• Data provided:
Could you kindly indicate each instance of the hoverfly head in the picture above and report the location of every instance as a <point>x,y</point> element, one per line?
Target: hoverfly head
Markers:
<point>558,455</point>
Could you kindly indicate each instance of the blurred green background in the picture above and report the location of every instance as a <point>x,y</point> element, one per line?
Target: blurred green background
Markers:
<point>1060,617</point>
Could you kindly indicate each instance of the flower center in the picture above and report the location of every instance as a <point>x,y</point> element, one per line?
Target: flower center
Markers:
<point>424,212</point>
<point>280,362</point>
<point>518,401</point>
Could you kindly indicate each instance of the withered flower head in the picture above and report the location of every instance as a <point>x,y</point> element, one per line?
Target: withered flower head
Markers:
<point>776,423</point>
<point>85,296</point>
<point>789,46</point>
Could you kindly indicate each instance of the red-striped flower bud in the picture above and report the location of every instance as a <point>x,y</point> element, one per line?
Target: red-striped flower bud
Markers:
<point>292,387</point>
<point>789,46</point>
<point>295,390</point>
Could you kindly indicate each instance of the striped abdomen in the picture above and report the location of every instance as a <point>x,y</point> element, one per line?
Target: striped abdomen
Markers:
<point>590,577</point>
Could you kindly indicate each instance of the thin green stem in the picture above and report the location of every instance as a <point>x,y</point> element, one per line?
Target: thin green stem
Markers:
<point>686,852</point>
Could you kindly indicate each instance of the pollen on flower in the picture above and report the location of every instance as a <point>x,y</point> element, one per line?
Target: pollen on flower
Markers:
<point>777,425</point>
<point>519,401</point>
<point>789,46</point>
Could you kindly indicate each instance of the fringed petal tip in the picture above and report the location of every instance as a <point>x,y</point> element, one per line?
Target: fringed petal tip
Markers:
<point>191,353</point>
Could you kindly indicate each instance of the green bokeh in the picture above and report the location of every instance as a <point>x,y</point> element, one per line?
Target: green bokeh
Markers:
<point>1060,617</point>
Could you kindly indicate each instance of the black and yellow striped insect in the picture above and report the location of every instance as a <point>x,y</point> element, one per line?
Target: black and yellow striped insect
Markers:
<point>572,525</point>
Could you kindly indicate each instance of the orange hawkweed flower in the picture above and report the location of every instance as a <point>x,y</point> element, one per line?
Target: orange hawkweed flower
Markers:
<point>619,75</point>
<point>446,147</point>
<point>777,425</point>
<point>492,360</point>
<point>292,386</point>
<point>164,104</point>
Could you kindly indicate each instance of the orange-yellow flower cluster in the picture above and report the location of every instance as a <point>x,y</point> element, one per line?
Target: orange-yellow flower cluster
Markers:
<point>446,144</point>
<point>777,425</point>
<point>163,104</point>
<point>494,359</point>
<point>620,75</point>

• Exercise requirements: An exact repeat of the whole listing above is needed; write it out now.

• Reply to the task:
Could you kindly indicate each instance of the hoverfly head in the picture above and report the location of every instance as a <point>x,y</point> element, one per line?
Target: hoverfly head
Markers:
<point>558,455</point>
Could you kindly indicate each instance of the blurred green background in the picture above and report the location of every instance as a <point>x,y</point> element, one per line?
Target: blurred green background
Markers:
<point>1060,617</point>
Could you kindly indicate each instance of the flower center in the picture above and report the location of every instance as a <point>x,y</point> element, one per line?
Target: flower center
Markers:
<point>424,212</point>
<point>280,362</point>
<point>518,401</point>
Could you kindly indicate each instance of the withered flower head in the picture above and report the location of every instance as a <point>x,y</point> element, one per line?
Target: withered flower head
Markers:
<point>776,423</point>
<point>85,296</point>
<point>789,46</point>
Could you kindly indicate each instance of the red-striped flower bud in the picture above and report the location of every instance as a <point>x,y</point> element, one per line?
Target: red-striped flower bud
Markers:
<point>292,387</point>
<point>789,46</point>
<point>295,390</point>
Could you kindly indicate each instance of the striped abdomen in the picture above and report the location of every instance as a <point>x,y</point> element, one per line?
Target: striped abdomen
Markers:
<point>590,577</point>
Could you kindly indicate each instance of the thin green stem in the picture above and report the location of every instance as a <point>x,y</point> element, one per line?
Target: thin green stem
Markers:
<point>686,852</point>
Could you kindly indicate each instance of the pollen on flower in the picture above and report the location of every instance as a <point>x,y</point> element, one per line?
Target: pollen on flower
Markers:
<point>777,425</point>
<point>519,401</point>
<point>789,46</point>
Could you kindly indicate each instance of the fringed petal tip in the picture above and report the location of every instance as a <point>x,y</point> element, one per line?
Target: fringed petal tip
Markers:
<point>191,353</point>
Could you kindly indicate each instance of the green bokeh in the picture above and report the location of every instance as a <point>x,y</point> element, one per line?
Target: green bokeh
Markers:
<point>1060,617</point>
Could you kindly indicate each instance of the black and yellow striped insect in the picture above and report the location of every instance as a <point>x,y</point> element, one per line?
Target: black and yellow striped insect
Markers:
<point>572,525</point>
Could you kindly indicate each instance of the orange hawkweed flower in the picture above and report the location of every instance as a <point>x,y</point> element, one per line?
Target: orange hawkweed flower
Markers:
<point>619,75</point>
<point>446,147</point>
<point>777,425</point>
<point>492,360</point>
<point>292,386</point>
<point>164,104</point>
Could you kindly indicate each instance of the orange-yellow flower cluster in the picture above and report the location of every instance as a <point>x,y</point> element, one per line?
Target: orange-yellow flower cluster
Markers:
<point>446,144</point>
<point>777,425</point>
<point>163,104</point>
<point>494,359</point>
<point>620,75</point>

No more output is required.